> [THE REQUEST]: Write out the rows below word for word, from the very first line through the line holding "x=270 y=125", with both of those lines included.

──────── DATA IN THIS EXERCISE

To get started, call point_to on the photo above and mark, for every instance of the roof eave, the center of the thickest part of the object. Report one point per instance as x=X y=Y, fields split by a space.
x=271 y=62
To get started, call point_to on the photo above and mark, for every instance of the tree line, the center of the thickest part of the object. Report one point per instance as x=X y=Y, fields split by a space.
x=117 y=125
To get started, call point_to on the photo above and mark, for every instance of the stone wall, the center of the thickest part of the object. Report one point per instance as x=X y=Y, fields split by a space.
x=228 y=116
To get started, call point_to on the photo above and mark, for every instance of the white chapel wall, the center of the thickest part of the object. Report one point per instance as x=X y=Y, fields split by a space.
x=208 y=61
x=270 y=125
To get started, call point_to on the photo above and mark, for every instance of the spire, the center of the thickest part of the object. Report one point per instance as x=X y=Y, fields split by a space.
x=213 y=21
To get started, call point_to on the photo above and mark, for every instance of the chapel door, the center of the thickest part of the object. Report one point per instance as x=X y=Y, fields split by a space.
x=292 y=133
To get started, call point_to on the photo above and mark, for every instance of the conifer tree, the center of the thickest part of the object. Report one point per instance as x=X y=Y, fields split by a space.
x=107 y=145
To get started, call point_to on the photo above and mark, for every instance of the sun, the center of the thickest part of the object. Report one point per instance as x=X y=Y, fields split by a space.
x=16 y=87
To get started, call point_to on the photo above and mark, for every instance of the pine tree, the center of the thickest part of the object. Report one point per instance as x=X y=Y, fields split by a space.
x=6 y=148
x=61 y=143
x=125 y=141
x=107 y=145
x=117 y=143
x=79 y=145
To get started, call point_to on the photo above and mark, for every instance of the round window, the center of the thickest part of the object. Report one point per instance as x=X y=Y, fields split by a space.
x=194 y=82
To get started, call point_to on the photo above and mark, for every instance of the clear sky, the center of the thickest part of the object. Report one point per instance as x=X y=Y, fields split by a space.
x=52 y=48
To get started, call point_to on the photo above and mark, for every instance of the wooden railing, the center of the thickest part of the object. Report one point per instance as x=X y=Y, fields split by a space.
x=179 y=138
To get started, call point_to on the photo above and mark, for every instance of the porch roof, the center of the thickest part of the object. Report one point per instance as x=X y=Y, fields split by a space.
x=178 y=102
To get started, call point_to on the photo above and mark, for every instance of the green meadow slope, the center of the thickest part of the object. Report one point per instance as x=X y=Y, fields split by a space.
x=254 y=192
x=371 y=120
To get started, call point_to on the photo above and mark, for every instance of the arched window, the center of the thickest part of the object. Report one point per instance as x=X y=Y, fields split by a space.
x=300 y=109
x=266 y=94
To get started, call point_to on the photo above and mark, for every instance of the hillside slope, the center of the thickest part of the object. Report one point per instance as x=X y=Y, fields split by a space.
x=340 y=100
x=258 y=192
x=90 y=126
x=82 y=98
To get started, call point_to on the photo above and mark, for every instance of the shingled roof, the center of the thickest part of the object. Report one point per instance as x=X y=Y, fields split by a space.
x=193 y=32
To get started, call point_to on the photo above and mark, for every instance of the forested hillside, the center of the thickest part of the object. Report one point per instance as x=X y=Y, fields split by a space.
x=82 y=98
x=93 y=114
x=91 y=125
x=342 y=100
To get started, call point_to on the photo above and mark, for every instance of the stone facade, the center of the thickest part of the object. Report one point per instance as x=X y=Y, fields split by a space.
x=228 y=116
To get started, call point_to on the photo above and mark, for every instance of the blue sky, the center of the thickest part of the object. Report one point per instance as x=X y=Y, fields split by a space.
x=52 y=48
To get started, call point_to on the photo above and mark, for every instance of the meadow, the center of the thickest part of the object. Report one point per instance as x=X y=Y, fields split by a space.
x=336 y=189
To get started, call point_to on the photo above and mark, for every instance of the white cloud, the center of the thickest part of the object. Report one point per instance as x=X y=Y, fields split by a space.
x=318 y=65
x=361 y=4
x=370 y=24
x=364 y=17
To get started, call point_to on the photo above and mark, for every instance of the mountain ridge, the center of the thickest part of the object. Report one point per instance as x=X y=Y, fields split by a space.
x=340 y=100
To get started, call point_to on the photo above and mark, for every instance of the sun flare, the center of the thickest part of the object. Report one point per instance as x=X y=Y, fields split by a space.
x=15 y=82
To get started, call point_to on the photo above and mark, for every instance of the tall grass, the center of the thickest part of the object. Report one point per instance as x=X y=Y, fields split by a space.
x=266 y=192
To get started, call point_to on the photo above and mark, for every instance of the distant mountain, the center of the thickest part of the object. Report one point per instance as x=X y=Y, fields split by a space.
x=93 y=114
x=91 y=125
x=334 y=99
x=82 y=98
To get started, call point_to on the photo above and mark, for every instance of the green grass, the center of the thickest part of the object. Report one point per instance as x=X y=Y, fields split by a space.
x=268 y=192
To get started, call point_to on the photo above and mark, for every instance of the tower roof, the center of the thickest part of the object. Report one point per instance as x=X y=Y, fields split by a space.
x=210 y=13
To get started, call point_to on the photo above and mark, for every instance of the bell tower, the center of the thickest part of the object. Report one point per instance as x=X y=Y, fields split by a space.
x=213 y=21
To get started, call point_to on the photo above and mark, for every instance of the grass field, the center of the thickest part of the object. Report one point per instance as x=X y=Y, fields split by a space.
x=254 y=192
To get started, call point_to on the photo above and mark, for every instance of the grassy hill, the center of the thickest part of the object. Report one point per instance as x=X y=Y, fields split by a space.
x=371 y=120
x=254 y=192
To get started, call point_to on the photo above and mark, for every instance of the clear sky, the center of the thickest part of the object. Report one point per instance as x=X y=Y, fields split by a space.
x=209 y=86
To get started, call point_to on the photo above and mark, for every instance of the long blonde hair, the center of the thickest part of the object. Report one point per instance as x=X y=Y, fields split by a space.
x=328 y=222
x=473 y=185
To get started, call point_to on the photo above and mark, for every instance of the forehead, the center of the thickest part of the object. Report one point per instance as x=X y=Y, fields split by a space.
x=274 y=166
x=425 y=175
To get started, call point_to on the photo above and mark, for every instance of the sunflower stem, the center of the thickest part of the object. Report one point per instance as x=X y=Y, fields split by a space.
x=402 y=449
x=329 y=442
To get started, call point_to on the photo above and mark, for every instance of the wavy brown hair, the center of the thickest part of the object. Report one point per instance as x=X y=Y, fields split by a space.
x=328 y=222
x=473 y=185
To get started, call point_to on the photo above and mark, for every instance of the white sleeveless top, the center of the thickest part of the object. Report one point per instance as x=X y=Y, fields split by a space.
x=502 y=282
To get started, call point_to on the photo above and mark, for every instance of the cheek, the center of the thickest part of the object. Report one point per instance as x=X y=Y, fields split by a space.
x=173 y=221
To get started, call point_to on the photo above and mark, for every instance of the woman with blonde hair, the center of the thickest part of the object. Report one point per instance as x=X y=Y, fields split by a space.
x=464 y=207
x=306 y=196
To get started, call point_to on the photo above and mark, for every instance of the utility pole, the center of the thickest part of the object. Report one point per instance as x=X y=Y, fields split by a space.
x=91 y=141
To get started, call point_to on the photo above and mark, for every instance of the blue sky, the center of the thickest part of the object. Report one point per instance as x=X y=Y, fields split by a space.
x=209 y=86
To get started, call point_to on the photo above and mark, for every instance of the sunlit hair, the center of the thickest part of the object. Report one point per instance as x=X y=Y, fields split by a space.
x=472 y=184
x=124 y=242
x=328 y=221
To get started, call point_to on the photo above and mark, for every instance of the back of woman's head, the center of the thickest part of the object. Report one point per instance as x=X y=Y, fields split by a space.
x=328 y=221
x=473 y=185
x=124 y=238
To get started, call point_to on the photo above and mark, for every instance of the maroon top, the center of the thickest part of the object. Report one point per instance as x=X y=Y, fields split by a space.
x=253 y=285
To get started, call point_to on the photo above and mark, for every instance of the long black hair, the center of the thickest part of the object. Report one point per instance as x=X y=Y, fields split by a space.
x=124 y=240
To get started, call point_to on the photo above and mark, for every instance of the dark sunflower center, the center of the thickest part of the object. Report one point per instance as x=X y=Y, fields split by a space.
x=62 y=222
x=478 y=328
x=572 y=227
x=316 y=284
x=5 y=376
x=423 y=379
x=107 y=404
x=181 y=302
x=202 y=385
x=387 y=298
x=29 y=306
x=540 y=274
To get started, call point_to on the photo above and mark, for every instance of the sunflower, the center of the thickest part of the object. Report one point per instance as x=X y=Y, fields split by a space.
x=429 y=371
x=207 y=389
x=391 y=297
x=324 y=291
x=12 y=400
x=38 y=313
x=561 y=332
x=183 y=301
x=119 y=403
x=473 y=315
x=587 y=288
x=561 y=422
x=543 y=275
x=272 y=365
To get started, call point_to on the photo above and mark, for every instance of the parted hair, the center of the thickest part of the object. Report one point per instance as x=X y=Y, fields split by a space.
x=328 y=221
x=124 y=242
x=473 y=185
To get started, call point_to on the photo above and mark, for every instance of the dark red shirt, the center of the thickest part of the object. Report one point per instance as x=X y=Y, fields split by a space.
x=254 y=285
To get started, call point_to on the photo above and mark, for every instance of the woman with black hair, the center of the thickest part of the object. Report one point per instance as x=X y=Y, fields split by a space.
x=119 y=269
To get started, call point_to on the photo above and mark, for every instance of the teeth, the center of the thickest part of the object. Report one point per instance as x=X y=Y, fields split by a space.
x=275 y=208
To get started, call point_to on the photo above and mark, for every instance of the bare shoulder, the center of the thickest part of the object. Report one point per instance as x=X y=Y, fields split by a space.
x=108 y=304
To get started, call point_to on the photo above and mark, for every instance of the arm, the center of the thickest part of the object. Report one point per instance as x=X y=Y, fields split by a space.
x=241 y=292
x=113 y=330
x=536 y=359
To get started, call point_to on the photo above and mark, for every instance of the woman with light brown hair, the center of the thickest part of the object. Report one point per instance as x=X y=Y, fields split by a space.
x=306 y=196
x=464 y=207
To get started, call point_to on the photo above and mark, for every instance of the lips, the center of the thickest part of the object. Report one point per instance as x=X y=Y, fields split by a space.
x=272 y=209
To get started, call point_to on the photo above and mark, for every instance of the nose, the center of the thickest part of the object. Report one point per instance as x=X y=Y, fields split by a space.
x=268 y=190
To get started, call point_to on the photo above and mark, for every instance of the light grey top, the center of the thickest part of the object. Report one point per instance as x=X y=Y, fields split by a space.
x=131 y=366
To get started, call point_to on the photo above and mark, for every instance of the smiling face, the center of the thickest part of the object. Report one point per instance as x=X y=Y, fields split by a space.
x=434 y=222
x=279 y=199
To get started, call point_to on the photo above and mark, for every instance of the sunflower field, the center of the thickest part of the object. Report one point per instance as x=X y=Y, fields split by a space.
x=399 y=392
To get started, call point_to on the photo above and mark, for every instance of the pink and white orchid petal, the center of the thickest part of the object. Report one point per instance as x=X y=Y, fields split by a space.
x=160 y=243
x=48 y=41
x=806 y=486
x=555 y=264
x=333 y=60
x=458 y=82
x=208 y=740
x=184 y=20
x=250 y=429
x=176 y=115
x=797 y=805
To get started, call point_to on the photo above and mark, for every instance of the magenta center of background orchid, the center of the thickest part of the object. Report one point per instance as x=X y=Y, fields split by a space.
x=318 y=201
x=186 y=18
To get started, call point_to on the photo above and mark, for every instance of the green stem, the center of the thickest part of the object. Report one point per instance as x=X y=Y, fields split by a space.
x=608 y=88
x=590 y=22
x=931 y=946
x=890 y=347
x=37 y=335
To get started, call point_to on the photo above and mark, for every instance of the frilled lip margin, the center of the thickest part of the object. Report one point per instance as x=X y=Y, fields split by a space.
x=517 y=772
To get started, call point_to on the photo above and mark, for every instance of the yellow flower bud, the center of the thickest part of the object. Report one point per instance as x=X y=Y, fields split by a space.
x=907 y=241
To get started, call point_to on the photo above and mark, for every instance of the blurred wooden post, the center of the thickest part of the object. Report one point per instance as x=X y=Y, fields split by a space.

────────────────

> [COMPLETE RESPONSE]:
To get started, call point_to on the photo above and mark, for every instance of the roof eave, the center of the thickest part of the object. Report one point per instance as x=X y=Y, fields split by a space.
x=271 y=62
To get started, call point_to on the photo above and mark, for every instance of the tree line, the center of the thickest part of the object. Report one point per instance as x=X y=Y, fields split by a space.
x=117 y=125
To get started, call point_to on the photo above and mark, for every instance of the stone wall, the center of the thickest part of the object. Report one point per instance as x=X y=Y, fields split by a space.
x=228 y=116
To get started, call point_to on the photo above and mark, for every instance of the white chapel wall, the center of the thickest part of the object. Report one point per instance as x=X y=Y, fields split by a space.
x=208 y=61
x=270 y=125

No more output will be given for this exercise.